■ TEXT SEGMENT:
□ □ □ □ □ □ □

The days are getting longer. The sun is starting to heat things up, the snow is melting, and the creeks are flowing. Animals are stirring, the grass is starting to turn green. The trees sprout new leaves, and everything starts to change colors. Spring is here, and soon spring will melt into summer. It will not be long until everyone is walking around asking each other “is it hot enough for you?”. There are very few saying in the world more annoying than that obvious statement. So do yourself a favor and beat the heat, the crowds, and the annoying questions. Head out to the >White Mountain Apache Tribe, and get a line in the water!

Known for its world class hunting, it is easy for the fishing to be overshadowed. After all people simply do not know about the joys hidden within this jewel. With plenty of options to keep the angler happy and engaged. Personally one of the greatest parts of this region is the trout fishing. Typically trout fishing does require being high up in the hills, where the air and the water is cooler. You see trout love colder water, its why they live at higher elevation. So if you can find trout, you can find shade, cool waters, cool breezes, and a chance to get away from that burning orb in the sky.

The trout fishing is spectacular. With species ranging form the Rainbow, Brooke and brow trout. They can get fairly big sized, and while these are not like fly fishing the Blue Ribbon trout streams of Montana but you will not be able to tell the difference or care when you are out slaying these beautifully colored trout. There is also a species of trout only native to this region in Arizona. They are known as the Apache Trout. The Apache Trout is one of only two trout native to Arizona. Designated as Arizona’s State Fish, the Apache trout was historically found only in the headwaters of the White, Black and Little Colorado rivers above 5,900 feet. Once nearing extinction, Apache Trout has been restored to much of their historic range in the White Mountains after decades of cooperative protection and recovery efforts. Apache Trout have an olive-yellow body, with a yellow or golden belly. They can grow up to 20 inches long, but most grow only to 9 inches because of the smaller streams in which they live.

□ □ □ □ □ □ □

■ DATA EXTRACT:
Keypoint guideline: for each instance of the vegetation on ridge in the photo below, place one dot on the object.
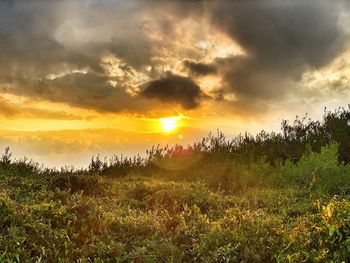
(274, 197)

□ □ □ □ □ □ □

■ EXERCISE REQUIREMENTS:
A - In the fishing text, what size do most Apache Trout grow to?
B - Duplicate the part of the fishing text that opens with the words containing "Known for its" and closes with "in the sky.".
The lines above are separate material from the fishing text.

■ ANSWERS PROVIDED:
A - Most Apache Trout grow only to 9 inches.

B -
Known for its world class hunting, it is easy for the fishing to be overshadowed. After all people simply do not know about the joys hidden within this jewel. With plenty of options to keep the angler happy and engaged. Personally one of the greatest parts of this region is the trout fishing. Typically trout fishing does require being high up in the hills, where the air and the water is cooler. You see trout love colder water, its why they live at higher elevation. So if you can find trout, you can find shade, cool waters, cool breezes, and a chance to get away from that burning orb in the sky.